Entries supplied —
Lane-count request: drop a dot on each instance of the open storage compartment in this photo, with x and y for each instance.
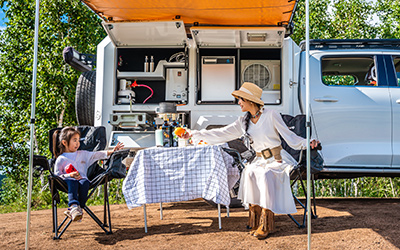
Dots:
(152, 59)
(229, 56)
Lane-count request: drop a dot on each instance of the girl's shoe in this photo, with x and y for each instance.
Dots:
(76, 214)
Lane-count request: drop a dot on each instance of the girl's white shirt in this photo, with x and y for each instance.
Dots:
(265, 133)
(80, 159)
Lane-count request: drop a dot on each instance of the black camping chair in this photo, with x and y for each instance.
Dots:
(242, 154)
(92, 139)
(297, 124)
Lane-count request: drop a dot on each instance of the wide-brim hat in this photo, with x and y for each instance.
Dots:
(249, 91)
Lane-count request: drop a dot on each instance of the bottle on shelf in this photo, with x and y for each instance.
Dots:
(151, 64)
(146, 64)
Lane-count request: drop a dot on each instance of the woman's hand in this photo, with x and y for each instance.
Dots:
(186, 135)
(76, 175)
(314, 144)
(119, 146)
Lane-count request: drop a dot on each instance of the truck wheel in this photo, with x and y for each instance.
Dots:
(84, 98)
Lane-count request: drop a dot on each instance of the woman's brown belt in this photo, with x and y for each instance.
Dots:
(269, 152)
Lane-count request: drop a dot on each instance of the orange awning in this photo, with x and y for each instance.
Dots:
(205, 12)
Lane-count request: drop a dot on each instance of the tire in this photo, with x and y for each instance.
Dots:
(85, 98)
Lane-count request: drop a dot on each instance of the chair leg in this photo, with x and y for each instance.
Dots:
(314, 213)
(105, 203)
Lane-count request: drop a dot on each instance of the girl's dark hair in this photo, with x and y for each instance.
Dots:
(248, 116)
(59, 135)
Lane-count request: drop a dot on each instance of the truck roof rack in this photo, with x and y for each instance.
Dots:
(328, 44)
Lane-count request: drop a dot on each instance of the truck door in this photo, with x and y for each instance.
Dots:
(351, 111)
(394, 88)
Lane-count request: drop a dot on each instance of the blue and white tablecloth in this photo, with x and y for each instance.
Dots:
(178, 174)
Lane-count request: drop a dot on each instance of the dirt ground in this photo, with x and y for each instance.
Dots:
(341, 224)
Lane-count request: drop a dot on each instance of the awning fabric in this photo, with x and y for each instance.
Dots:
(204, 12)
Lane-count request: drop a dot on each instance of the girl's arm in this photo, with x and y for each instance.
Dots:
(119, 146)
(59, 168)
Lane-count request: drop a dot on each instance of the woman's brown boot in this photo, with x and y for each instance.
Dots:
(254, 217)
(267, 222)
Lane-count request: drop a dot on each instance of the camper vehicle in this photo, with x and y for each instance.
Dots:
(145, 64)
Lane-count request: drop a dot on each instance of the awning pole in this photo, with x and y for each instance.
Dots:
(32, 124)
(308, 124)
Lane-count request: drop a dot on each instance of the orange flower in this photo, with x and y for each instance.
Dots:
(180, 131)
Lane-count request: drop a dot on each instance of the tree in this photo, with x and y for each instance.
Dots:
(388, 12)
(62, 23)
(320, 21)
(352, 19)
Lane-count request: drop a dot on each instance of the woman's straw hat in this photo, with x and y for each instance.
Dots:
(249, 91)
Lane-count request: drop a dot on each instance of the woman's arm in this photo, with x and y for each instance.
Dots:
(218, 135)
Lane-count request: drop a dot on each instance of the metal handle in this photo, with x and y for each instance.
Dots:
(324, 99)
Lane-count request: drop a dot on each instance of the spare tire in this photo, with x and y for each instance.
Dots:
(85, 98)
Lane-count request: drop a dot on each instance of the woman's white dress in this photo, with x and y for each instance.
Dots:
(263, 182)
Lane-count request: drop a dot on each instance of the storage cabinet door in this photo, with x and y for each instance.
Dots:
(351, 111)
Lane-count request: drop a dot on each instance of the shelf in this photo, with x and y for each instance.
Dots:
(157, 74)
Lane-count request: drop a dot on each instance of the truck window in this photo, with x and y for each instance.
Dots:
(396, 61)
(349, 71)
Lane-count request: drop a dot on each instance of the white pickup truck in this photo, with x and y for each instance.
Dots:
(355, 94)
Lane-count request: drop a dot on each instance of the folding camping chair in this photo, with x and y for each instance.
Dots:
(242, 154)
(92, 139)
(297, 124)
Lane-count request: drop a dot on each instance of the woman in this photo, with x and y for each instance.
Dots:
(265, 182)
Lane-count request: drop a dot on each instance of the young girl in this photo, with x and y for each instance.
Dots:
(65, 150)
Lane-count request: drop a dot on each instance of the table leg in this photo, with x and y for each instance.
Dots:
(219, 216)
(145, 218)
(161, 211)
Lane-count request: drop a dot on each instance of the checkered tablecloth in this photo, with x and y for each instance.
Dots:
(180, 174)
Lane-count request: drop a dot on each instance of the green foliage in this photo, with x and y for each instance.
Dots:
(388, 12)
(62, 23)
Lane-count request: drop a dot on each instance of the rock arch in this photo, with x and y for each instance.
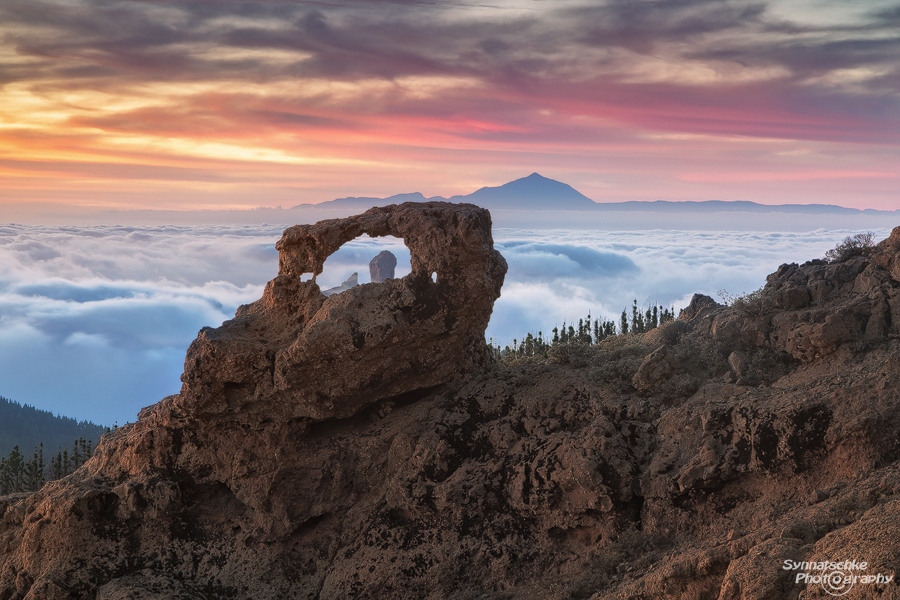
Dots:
(297, 354)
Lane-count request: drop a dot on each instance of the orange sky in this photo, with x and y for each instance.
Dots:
(188, 104)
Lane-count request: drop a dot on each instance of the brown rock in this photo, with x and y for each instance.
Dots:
(699, 304)
(297, 354)
(528, 479)
(382, 266)
(655, 368)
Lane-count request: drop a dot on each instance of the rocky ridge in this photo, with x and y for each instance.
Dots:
(688, 462)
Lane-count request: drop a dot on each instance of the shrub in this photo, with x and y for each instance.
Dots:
(853, 245)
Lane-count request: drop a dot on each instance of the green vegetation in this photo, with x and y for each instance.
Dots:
(588, 331)
(853, 245)
(755, 304)
(18, 474)
(27, 427)
(55, 454)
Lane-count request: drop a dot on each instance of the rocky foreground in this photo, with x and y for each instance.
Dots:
(365, 446)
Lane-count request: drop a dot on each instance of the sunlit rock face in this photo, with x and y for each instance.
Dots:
(297, 353)
(382, 266)
(689, 462)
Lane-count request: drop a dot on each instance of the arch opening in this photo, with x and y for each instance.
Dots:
(351, 264)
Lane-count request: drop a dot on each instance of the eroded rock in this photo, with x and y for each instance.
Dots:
(382, 266)
(297, 354)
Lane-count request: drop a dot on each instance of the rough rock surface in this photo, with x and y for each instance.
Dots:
(348, 283)
(295, 353)
(529, 479)
(382, 266)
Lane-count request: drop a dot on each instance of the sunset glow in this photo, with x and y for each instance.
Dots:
(191, 105)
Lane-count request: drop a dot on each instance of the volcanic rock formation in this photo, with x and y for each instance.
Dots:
(348, 283)
(310, 455)
(382, 266)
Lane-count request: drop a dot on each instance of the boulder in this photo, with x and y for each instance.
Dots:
(382, 266)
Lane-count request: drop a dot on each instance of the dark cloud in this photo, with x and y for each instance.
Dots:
(643, 26)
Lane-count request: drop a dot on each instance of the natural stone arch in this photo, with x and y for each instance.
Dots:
(296, 353)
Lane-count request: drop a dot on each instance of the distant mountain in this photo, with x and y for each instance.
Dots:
(537, 192)
(534, 192)
(26, 427)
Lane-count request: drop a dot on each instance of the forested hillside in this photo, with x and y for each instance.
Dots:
(27, 427)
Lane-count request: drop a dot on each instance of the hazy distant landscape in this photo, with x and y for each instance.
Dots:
(97, 318)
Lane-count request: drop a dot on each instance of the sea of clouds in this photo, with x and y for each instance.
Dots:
(95, 321)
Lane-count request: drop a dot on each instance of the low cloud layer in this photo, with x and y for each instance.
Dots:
(95, 321)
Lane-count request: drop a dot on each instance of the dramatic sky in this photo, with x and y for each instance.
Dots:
(187, 104)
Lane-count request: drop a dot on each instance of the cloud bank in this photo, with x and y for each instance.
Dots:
(95, 321)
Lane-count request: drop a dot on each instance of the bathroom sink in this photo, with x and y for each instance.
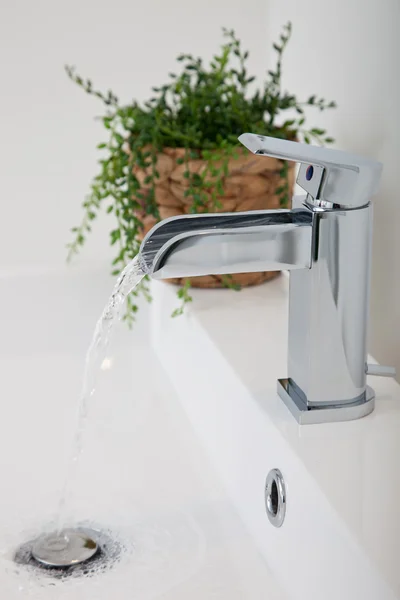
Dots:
(144, 476)
(341, 534)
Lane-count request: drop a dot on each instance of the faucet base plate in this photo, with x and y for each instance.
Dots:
(306, 415)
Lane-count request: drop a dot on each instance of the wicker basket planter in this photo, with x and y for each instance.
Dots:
(250, 184)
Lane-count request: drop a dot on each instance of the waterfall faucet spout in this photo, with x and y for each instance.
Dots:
(324, 240)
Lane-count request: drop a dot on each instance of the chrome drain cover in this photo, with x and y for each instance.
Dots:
(65, 548)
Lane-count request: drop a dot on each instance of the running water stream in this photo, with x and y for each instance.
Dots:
(129, 279)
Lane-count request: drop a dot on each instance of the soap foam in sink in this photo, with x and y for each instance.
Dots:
(144, 561)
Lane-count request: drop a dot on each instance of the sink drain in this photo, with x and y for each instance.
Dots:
(275, 497)
(66, 548)
(76, 552)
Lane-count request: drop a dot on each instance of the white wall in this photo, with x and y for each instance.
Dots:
(346, 50)
(349, 51)
(48, 133)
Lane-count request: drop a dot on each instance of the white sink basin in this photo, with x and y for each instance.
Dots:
(341, 535)
(143, 475)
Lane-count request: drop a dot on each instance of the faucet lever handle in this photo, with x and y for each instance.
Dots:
(333, 179)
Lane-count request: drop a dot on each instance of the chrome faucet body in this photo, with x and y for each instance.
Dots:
(325, 242)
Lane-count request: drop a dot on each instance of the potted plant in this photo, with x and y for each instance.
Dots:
(178, 153)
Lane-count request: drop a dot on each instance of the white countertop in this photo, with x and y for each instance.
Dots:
(143, 474)
(354, 466)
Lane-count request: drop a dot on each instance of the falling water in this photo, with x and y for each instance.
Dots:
(129, 279)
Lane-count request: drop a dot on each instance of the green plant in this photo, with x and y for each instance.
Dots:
(203, 109)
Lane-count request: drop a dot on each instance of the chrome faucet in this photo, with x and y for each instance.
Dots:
(325, 242)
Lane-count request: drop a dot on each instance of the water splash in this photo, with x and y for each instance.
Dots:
(129, 279)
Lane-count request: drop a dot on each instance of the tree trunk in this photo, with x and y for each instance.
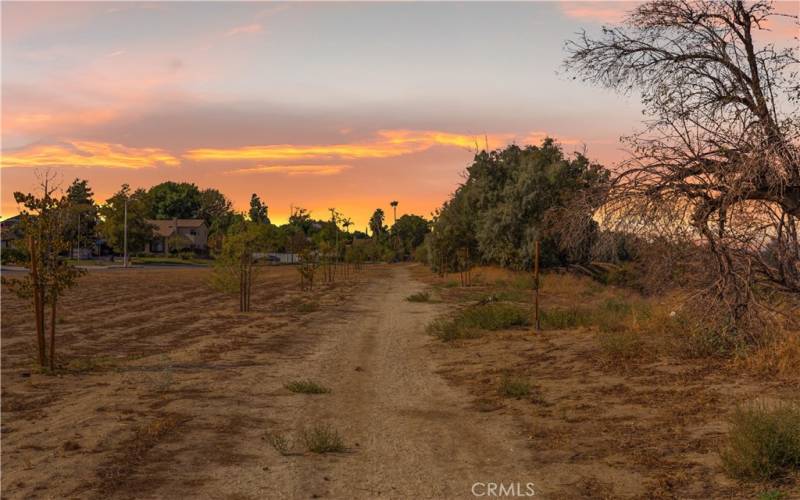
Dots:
(38, 302)
(53, 335)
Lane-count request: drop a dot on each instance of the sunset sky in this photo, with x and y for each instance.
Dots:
(346, 105)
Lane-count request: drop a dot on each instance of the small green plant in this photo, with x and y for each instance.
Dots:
(307, 306)
(621, 345)
(772, 495)
(763, 442)
(306, 387)
(564, 319)
(514, 387)
(419, 297)
(494, 316)
(469, 322)
(279, 442)
(323, 439)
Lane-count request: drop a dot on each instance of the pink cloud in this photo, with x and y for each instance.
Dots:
(246, 29)
(598, 12)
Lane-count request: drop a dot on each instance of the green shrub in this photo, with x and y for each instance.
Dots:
(494, 316)
(323, 439)
(621, 345)
(612, 315)
(564, 318)
(763, 442)
(279, 442)
(419, 297)
(447, 329)
(307, 306)
(306, 387)
(470, 321)
(514, 388)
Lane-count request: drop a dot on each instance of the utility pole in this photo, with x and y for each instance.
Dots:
(125, 237)
(79, 234)
(537, 323)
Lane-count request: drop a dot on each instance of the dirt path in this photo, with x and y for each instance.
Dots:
(411, 434)
(175, 394)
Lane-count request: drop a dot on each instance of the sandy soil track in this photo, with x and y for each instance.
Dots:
(411, 433)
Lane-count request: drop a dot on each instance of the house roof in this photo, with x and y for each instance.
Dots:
(167, 227)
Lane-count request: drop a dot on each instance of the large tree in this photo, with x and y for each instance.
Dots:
(258, 210)
(410, 231)
(515, 196)
(49, 274)
(80, 224)
(376, 223)
(718, 158)
(113, 215)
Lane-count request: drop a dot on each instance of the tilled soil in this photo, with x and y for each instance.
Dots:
(168, 392)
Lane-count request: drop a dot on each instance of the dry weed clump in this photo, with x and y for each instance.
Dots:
(469, 322)
(419, 297)
(306, 387)
(514, 387)
(763, 442)
(323, 439)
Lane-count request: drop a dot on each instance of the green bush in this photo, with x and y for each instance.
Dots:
(494, 316)
(419, 297)
(323, 439)
(306, 387)
(470, 321)
(621, 345)
(514, 388)
(763, 442)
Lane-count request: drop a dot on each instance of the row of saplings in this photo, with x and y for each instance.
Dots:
(50, 275)
(236, 264)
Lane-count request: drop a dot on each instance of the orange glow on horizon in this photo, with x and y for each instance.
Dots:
(87, 154)
(388, 144)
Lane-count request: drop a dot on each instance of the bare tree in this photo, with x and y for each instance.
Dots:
(718, 162)
(49, 276)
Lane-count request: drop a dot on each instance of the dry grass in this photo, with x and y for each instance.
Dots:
(323, 439)
(470, 321)
(419, 297)
(763, 442)
(512, 387)
(306, 387)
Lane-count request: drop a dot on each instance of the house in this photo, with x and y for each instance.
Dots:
(178, 234)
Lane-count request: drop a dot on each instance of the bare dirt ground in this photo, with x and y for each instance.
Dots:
(599, 428)
(170, 393)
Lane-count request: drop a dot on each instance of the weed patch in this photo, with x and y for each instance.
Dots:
(469, 322)
(623, 345)
(279, 442)
(514, 387)
(419, 297)
(763, 442)
(307, 306)
(323, 439)
(306, 387)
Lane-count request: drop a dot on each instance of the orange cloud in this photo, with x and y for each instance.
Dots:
(387, 144)
(38, 121)
(249, 28)
(87, 154)
(293, 169)
(600, 12)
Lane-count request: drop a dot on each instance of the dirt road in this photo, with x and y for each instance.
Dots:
(410, 433)
(178, 395)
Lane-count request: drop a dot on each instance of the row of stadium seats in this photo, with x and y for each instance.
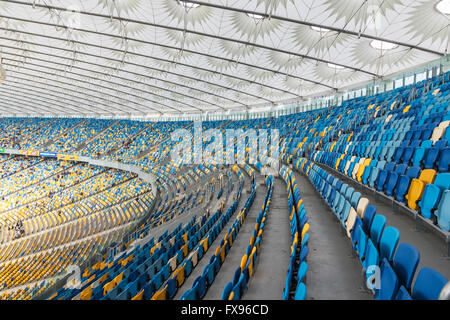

Brief —
Report every line in the rows above that contains the string "white", matching case exactly.

Solution to this exercise —
Lane-count request: drop a dot on each instance of the girl's white shirt in this photo, with x and y for each instance.
Lane-count request: drop a dot on each instance of the blue and white tablecloth in this photo, with x and y for each instance.
Lane-count request: drop a dot on each instance of the woman's white dress in this photo, with x and y for each instance.
Lane-count request: drop a dot on each instance of the white pickup truck in this photo, with x and y for each instance.
Lane-count request: drop a dot on each instance of the white wall in this photo, with x and y for each instance.
Lane-count request: drop a dot on each instance of the white sink basin in this photo, with x and y for each instance.
Lane-count request: drop a dot on each instance of the white countertop in this photo, with x and y for each instance.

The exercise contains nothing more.